### Page:
* Start *
Review date: Feb. 7, 2005


By now, the word about M.I.A. has reached a fever pitch. Every major magazine has signed on for a feature, the blogosphere is aflame, industry insiders are agape and hot DJs from Miami to Seattle have been caning her beats for months. All that is left, it seems, is to sit back and watch if M.I.A. is accepted or rejected by the mainstream American public.

If this is your first encounter with M.I.A., let's have a summary. She's a Tamil (a Sri Lankan minority), and her father is an outlaw freedom fighter (named "Arular"). She's a gifted visual artist but was versed in music via N.W.A. (as a child), then Peaches (on tour in 2002), and now producers like Richard X and Pulp's Steve Mackey. Her real name is Maya Arulpragasam, her lyrics can be incendiary, and she's pretty fine looking, too.
* End *
### Records provided:
* Start *
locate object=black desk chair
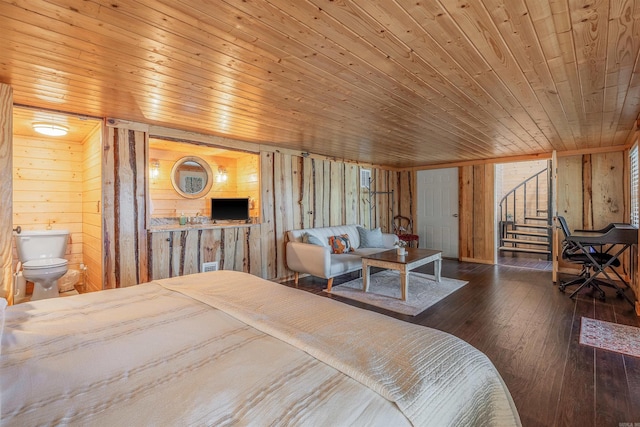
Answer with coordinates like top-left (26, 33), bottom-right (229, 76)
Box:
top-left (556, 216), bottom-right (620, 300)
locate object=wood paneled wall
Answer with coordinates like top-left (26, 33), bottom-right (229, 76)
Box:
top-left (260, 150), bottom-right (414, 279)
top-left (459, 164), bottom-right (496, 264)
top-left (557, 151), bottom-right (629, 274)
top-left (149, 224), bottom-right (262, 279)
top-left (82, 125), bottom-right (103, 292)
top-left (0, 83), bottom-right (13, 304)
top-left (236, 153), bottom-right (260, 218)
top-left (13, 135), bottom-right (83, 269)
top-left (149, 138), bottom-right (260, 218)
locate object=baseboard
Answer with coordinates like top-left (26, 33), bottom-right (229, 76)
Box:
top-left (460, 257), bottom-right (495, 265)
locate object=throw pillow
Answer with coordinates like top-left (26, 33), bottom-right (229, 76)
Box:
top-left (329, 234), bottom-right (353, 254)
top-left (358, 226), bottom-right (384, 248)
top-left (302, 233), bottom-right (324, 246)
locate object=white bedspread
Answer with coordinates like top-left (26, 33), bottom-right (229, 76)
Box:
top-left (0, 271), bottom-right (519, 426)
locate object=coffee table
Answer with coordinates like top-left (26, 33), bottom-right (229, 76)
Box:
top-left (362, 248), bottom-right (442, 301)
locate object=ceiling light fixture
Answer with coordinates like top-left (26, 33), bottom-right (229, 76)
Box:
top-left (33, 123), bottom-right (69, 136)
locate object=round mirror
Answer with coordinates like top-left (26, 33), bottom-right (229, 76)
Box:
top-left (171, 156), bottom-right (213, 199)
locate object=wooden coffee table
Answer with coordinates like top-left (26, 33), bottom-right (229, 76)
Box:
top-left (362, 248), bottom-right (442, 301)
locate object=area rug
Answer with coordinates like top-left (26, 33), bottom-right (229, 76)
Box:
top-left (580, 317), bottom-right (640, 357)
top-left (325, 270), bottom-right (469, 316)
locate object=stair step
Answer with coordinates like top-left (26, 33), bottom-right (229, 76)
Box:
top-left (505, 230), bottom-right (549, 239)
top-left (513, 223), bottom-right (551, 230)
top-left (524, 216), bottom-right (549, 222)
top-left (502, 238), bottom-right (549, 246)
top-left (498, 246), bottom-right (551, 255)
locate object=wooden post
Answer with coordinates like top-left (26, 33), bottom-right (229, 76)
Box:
* End *
* Start *
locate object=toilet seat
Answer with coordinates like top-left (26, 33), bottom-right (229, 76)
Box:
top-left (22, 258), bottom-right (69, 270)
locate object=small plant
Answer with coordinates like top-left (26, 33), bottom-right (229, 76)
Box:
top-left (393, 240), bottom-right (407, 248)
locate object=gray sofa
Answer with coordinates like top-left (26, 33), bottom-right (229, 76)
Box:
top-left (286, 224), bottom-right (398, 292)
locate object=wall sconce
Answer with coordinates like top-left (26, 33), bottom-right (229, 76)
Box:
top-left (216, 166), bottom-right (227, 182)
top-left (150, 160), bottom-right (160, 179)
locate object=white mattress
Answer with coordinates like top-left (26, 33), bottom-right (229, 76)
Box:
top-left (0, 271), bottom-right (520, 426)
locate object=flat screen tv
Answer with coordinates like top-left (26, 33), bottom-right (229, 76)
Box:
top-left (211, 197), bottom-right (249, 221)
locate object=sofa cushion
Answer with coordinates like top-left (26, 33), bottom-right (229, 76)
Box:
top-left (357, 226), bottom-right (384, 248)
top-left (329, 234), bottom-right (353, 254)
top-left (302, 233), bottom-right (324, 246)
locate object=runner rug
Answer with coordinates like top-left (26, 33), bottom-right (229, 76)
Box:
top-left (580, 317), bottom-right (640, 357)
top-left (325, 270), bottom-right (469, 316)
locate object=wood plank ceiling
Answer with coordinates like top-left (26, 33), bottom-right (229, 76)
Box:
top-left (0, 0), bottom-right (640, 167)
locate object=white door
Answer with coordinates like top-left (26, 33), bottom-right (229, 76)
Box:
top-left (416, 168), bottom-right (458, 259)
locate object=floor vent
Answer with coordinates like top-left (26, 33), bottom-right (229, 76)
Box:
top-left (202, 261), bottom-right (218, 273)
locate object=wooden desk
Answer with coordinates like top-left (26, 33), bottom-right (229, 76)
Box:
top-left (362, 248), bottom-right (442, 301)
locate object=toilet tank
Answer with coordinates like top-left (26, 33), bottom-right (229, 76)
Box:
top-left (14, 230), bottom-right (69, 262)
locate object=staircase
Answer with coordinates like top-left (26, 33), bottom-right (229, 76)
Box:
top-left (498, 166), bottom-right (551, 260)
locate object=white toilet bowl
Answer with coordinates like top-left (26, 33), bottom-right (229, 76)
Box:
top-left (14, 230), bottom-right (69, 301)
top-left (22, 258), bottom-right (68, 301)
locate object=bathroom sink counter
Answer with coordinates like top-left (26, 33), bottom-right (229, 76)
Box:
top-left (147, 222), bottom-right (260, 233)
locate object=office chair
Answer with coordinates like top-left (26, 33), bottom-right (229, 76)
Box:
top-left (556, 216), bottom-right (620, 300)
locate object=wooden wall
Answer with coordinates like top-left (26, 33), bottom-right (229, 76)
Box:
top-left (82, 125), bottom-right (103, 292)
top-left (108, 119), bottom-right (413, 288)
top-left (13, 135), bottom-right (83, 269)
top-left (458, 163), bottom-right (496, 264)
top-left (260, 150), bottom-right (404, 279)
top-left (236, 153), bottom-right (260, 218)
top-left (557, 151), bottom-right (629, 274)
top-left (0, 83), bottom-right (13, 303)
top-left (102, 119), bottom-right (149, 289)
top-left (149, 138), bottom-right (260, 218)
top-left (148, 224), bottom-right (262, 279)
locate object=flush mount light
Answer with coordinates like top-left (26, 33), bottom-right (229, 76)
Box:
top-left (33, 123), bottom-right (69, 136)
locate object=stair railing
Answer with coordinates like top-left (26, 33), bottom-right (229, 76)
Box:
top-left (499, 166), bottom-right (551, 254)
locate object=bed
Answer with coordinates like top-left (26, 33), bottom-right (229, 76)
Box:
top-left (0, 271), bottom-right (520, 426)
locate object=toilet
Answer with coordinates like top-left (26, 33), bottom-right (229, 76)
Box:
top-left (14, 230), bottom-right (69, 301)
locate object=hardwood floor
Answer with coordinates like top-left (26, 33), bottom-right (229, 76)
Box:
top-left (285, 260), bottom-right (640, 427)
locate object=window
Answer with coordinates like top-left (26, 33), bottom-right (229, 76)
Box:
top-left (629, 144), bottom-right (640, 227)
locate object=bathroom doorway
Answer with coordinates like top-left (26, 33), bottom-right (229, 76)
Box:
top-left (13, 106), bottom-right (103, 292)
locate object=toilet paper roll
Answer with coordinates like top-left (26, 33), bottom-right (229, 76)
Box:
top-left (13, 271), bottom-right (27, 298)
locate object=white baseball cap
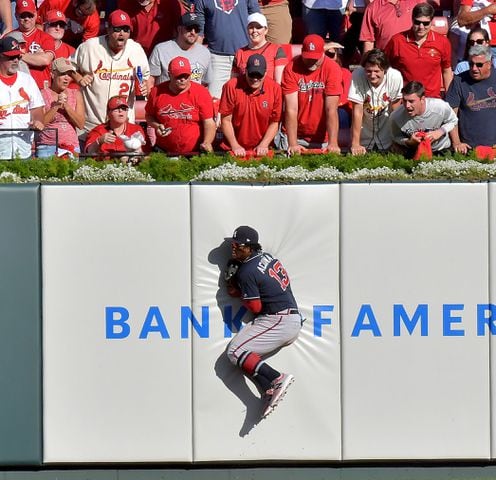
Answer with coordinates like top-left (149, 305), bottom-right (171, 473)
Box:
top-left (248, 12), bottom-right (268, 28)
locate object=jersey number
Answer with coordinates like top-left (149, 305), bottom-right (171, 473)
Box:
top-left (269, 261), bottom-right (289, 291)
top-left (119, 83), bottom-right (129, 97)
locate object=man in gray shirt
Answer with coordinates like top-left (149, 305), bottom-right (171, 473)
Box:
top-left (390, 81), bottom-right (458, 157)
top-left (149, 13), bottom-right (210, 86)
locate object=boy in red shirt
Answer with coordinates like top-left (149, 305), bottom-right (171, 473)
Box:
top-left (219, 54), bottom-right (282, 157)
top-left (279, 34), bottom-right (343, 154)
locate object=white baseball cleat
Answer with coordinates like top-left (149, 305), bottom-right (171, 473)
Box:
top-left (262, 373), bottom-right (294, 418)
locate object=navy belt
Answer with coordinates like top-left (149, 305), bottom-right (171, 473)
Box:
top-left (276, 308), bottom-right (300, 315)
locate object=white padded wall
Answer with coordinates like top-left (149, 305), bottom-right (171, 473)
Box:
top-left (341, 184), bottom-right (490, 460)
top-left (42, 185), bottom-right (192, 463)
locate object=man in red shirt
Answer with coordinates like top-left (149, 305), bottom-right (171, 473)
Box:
* End *
### Objectives:
a – Using the M.I.A. review, say whether each statement agrees with it, answering yes or no and quoting the deciding words: (i) M.I.A.'s father is named "Arular"; (ii) M.I.A. was introduced to Peaches as a child; (iii) DJs in only one city have been playing her beats.
b – Write out the part of the M.I.A. review starting at "By now, the" and ending at "fine looking, too.", word for word.

### Answers to the problems:
a –
(i) Yes: "her father is an outlaw freedom fighter (named "Arular")"
(ii) No: "via N.W.A. (as a child), then Peaches (on tour in 2002)"
(iii) No: "hot DJs from Miami to Seattle have been caning her beats for months"

b –
By now, the word about M.I.A. has reached a fever pitch. Every major magazine has signed on for a feature, the blogosphere is aflame, industry insiders are agape and hot DJs from Miami to Seattle have been caning her beats for months. All that is left, it seems, is to sit back and watch if M.I.A. is accepted or rejected by the mainstream American public.

If this is your first encounter with M.I.A., let's have a summary. She's a Tamil (a Sri Lankan minority), and her father is an outlaw freedom fighter (named "Arular"). She's a gifted visual artist but was versed in music via N.W.A. (as a child), then Peaches (on tour in 2002), and now producers like Richard X and Pulp's Steve Mackey. Her real name is Maya Arulpragasam, her lyrics can be incendiary, and she's pretty fine looking, too.